Problem to solve - Gather every line below that contains the word "orange", copying each one in full. Match the case of the word as written.

Input rows -
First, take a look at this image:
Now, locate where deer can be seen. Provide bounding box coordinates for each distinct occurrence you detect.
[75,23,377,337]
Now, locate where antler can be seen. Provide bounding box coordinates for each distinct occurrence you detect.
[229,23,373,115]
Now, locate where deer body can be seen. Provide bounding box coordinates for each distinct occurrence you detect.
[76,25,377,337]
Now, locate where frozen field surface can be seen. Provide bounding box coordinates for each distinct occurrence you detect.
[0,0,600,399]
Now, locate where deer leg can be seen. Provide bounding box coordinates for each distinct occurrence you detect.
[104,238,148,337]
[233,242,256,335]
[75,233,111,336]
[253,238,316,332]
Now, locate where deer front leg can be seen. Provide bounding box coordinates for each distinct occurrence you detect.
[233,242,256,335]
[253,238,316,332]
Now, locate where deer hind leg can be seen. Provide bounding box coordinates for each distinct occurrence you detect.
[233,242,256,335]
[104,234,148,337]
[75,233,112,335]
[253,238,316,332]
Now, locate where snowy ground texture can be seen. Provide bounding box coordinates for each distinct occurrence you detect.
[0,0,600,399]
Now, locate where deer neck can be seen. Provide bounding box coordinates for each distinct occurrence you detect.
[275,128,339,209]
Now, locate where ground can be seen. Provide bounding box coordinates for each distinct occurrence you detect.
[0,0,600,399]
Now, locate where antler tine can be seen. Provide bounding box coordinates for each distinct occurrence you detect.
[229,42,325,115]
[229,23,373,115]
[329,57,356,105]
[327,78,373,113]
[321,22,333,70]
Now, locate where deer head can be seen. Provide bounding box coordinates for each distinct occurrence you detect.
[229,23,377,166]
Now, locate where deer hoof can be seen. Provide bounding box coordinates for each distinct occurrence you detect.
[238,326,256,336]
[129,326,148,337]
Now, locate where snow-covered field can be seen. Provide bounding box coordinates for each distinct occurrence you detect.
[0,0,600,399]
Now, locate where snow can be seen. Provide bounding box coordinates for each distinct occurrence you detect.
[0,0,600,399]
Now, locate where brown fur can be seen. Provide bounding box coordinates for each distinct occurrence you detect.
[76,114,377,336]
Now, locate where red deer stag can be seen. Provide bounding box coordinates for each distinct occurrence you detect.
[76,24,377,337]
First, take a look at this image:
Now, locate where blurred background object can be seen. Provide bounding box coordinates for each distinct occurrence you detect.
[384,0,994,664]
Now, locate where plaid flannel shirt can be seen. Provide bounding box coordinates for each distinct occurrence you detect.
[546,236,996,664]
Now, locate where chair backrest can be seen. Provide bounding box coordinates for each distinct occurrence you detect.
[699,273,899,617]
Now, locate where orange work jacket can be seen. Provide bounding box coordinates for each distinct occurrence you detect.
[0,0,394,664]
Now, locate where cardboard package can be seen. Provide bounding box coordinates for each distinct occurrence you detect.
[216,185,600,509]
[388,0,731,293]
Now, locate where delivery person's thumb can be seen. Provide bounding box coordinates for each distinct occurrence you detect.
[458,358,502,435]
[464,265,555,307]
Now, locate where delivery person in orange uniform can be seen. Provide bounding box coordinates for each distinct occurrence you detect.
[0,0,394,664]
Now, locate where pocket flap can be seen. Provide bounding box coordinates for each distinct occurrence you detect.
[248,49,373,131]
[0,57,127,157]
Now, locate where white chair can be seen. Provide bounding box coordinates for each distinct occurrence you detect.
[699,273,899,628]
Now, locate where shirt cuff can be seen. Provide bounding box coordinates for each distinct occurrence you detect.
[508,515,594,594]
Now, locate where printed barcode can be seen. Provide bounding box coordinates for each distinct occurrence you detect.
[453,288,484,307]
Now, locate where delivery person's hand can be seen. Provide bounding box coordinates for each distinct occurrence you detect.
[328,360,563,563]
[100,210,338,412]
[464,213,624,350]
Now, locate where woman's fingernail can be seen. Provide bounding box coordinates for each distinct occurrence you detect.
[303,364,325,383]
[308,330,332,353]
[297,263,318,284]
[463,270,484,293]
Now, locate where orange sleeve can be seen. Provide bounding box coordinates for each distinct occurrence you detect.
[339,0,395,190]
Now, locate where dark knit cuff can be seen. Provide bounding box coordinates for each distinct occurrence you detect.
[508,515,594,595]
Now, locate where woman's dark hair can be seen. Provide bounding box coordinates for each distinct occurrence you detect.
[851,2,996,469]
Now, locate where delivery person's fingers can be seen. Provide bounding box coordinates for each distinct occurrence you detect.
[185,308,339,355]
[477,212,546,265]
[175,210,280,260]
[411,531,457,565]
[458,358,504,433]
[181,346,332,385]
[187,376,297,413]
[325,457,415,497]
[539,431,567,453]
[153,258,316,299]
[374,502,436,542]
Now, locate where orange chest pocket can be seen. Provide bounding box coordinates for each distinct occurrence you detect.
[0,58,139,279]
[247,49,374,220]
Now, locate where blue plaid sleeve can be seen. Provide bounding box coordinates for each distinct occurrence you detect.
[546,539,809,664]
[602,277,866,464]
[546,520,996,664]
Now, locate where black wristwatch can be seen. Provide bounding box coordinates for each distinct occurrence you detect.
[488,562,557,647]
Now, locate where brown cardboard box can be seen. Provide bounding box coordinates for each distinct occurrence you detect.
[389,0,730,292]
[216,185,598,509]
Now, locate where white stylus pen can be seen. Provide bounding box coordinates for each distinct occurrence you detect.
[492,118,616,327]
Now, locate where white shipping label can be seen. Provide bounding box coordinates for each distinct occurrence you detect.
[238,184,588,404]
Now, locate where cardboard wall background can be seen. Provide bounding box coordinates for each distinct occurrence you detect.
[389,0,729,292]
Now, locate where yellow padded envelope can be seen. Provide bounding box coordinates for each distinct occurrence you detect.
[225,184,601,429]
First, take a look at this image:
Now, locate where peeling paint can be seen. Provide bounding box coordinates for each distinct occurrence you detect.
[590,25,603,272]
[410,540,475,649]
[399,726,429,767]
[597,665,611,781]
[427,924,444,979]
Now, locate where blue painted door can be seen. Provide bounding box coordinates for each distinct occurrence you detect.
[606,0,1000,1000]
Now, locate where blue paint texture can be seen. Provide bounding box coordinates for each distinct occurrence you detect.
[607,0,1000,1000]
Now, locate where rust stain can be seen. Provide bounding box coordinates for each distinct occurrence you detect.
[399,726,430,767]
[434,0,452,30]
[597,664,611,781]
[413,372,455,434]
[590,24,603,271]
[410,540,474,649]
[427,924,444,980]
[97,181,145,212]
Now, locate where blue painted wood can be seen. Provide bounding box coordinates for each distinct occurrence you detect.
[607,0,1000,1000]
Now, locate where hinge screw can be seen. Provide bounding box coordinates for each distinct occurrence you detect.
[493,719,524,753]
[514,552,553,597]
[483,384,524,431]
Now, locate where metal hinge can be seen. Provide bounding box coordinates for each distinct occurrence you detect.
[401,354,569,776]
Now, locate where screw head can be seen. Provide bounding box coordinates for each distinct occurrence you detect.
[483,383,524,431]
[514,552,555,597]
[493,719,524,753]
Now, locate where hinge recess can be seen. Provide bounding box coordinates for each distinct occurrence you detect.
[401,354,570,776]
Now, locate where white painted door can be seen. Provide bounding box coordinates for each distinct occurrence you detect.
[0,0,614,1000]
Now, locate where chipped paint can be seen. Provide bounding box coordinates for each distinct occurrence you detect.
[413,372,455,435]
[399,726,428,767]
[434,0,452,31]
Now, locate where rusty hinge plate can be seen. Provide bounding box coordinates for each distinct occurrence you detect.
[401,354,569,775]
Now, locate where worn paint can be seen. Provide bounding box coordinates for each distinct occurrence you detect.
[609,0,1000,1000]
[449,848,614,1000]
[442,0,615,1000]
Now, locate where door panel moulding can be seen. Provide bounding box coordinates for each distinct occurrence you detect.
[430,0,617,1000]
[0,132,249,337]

Completed exercise -
Now, locate where orange work jacket can be seen. Provide bounding box coordinates for each distinct occurrence you detect.
Now, locate where delivery person in orange uniform can be seen. Provide bounding box coordinates for each distinct occurrence you detect.
Now, locate where orange sleeve can be seen. Provide bounding box coordinates for each distinct occurrence you detect.
Now, locate where orange chest pocket can be seen. Provide bounding box coordinates for each distinct occurrence you detect.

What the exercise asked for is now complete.